Leading up to the discussion, public health officials presented a picture of a steadily worsening pandemic in Florida’s fourth-largest county.
“We need to act now,” John Couris, CEO of Tampa General Hospital, told the group Monday. “Masks are critically important.”
Dr. Seetha Lakshmi, associate epidemiologist at Tampa General Hospital, brought slides to show to the group that included pictures of Covid-19 patients who have died, one that morning.
“This is a battlefield,” she told the group. “This is what the soldiers on the front line are seeing, and we wanted you to see this.”
Lakshmi showed data indicating mandatory mask orders reduce daily spread by as much as 2 percent within three weeks of being declared.
Other data showed a community spread in Hillsborough that isn’t improving, including a steady increase in hospitalizations over the past two weeks, with an average of 27 per day being reported by area hospitals. And the COVID-19 positivity rate has more than doubled in recent weeks, to 11. 1 percent.
The state Department of Health’s county director, Dr. Douglas Holt, said the county is “seeing quite a bit of a surge in what is termed community-based transmission.”
But, so far, hospitals remain unstressed and death rates remain unchanged, Holt said.
Despite the hopes that the mask order would help, it allows people to be exempt from the order if they have a preexisting medical condition that would be worsened by a mask. They would not be required to show documentation, said County Attorney Christine Beck.
That is a gaping loophole, said Snively.
“Anyone who doesn’t want to wear a mask can say I have a condition that exempts me from wearing a mask,” she said.
After the meeting, Miller said it was frustrating that partisan politics had come into play in the mask issue.
“That should not be what’s happening,” he said. “This is about lives. And spreading this disease from one person to another.”

▶ DATA UNDER STUDY
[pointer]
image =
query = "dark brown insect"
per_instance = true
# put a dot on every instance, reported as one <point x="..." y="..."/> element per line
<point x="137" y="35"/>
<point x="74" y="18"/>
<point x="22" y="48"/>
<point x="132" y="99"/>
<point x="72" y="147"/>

--

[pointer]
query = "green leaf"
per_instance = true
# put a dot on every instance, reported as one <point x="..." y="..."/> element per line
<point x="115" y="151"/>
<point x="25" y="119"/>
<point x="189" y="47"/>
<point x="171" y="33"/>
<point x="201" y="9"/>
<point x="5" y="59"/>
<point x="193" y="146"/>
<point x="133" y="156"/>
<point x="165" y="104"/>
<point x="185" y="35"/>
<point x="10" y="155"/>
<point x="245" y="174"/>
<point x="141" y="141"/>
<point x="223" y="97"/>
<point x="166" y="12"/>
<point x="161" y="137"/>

--

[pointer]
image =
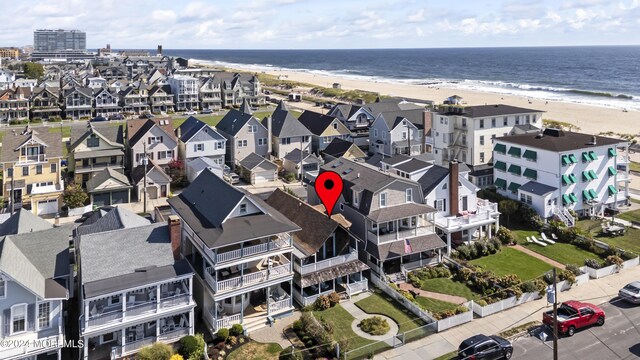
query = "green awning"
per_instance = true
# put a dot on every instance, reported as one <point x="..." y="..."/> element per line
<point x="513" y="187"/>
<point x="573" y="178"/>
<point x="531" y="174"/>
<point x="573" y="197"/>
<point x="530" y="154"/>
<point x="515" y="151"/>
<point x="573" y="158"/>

▶ ACTIVITY
Quote the mask-order report word for word, starting with "Leading up to" and going on through "one that morning.". The material comes from a different source than the mask-order report.

▶ SOLUTION TO THIS TASK
Leading up to the discussion, public health officials presented a picture of a steadily worsening pandemic in Florida’s fourth-largest county.
“We need to act now,” John Couris, CEO of Tampa General Hospital, told the group Monday. “Masks are critically important.”
Dr. Seetha Lakshmi, associate epidemiologist at Tampa General Hospital, brought slides to show to the group that included pictures of Covid-19 patients who have died, one that morning.